■ **Work request**: Every line below should be repeated exactly.

■ **Data to process**:
────────────────────────────────────────

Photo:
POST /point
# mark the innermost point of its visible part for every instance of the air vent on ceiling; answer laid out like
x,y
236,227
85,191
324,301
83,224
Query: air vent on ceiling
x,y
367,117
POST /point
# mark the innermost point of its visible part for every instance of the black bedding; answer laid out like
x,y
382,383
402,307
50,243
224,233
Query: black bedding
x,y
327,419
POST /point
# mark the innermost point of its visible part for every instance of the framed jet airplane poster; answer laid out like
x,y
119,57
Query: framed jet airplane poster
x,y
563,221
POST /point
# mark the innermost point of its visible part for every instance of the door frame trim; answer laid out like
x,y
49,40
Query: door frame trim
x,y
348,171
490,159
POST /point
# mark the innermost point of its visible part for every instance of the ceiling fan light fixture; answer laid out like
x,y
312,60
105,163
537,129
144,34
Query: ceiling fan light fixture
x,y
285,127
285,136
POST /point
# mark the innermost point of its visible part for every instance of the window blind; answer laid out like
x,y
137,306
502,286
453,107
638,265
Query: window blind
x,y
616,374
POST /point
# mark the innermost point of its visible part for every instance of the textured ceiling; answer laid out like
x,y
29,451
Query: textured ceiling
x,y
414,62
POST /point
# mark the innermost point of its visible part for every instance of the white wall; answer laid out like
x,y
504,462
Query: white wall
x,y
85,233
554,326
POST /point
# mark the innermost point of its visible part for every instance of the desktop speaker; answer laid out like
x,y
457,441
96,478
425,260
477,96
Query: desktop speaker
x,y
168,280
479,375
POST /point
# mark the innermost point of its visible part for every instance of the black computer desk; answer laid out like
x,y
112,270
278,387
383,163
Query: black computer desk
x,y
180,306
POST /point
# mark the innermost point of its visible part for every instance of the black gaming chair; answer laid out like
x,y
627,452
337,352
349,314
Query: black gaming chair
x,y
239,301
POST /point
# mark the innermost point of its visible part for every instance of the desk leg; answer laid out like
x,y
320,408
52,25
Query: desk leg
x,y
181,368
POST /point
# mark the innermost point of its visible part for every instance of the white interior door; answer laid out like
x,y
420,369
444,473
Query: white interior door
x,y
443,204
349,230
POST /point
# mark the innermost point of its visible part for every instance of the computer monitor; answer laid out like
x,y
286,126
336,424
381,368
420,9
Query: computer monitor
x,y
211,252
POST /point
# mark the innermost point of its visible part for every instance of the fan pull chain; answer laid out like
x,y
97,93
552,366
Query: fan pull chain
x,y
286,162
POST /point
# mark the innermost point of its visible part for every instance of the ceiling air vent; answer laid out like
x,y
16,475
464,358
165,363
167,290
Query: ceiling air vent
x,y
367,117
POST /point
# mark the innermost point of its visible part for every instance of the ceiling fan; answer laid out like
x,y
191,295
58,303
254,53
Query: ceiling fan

────────────────────────────────────────

■ **Worked solution**:
Photo:
POST /point
# mark the innermost point of its visible part for every instance of the air vent on ceiling; answer laid out like
x,y
236,227
85,191
324,301
83,224
Query: air vent on ceiling
x,y
367,117
POST /point
# mark the innermost point of its visible part for every instance of the black bedding; answer laid out like
x,y
382,383
402,307
50,243
224,233
Query: black bedding
x,y
327,419
POST /point
# mark the innermost point of its visible part for every instance of the framed jet airplane poster; answer laid out like
x,y
119,57
Query: framed jet airplane poster
x,y
563,221
POST /point
# mark the innermost point of its visible part for every instance of the door frame trim; answer laid out like
x,y
49,40
Query: door frame trim
x,y
348,171
490,159
POST /point
# mark the innermost point of its visible part for every instance of the ceiling fan light fixture; answer laid out like
x,y
312,60
105,163
537,129
144,34
Query: ceiling fan light fixture
x,y
285,127
285,136
POST /point
# mark the innermost point of its visible part for every instance of the window blind; answer laid out like
x,y
137,306
502,286
453,107
638,265
Query: window blind
x,y
616,374
POST /point
# mark the innermost point of its visible part for every instance of the textured ceiling; answer laid out like
x,y
29,451
Query: textured ceiling
x,y
414,62
POST /point
# mark the innermost point of its visible part for every instance of the white wall; answer laid out like
x,y
504,462
Query: white wall
x,y
85,233
554,326
POST /point
# mark the innermost point of its visible part for every instance of the desktop speaker; answer laid out like
x,y
457,441
96,478
425,260
477,96
Query: desktop speaker
x,y
168,280
479,375
POST /point
# mark the innermost point of its visible part for every instance of the black computer desk; answer laid out like
x,y
112,270
278,387
383,163
Query: black computer desk
x,y
180,306
POST /point
# mark the innermost point of its visible part for every instance of the black gaming chair; answer laid out like
x,y
627,452
337,352
349,314
Query: black gaming chair
x,y
239,301
POST /point
# mark the innermost point of its visible part for every instance of the desk leg; answer laid out like
x,y
320,408
52,25
Query: desk leg
x,y
181,368
POST /point
# mark the innermost point of its visible part for every instance of the white interior door; answer laid out like
x,y
420,369
444,473
Query: white interior door
x,y
443,204
349,230
POST /point
# mark the innermost point of its visible part for every instance of the computer monitor; answer laid out like
x,y
286,126
336,424
381,368
420,9
Query: computer monitor
x,y
211,252
POST /point
# mark the innermost point of its visible part for every instance of the fan pull chain; answer laid out like
x,y
97,93
552,366
Query: fan pull chain
x,y
286,162
POST /point
# mark the innermost point of its visible part for every instance of the ceiling air vent; answer laid out like
x,y
16,475
464,358
165,363
167,290
Query: ceiling air vent
x,y
367,117
POST /point
# mark the innermost point of its visible part for every instance of the ceiling fan; answer laid out like
x,y
191,295
58,303
254,53
Query: ceiling fan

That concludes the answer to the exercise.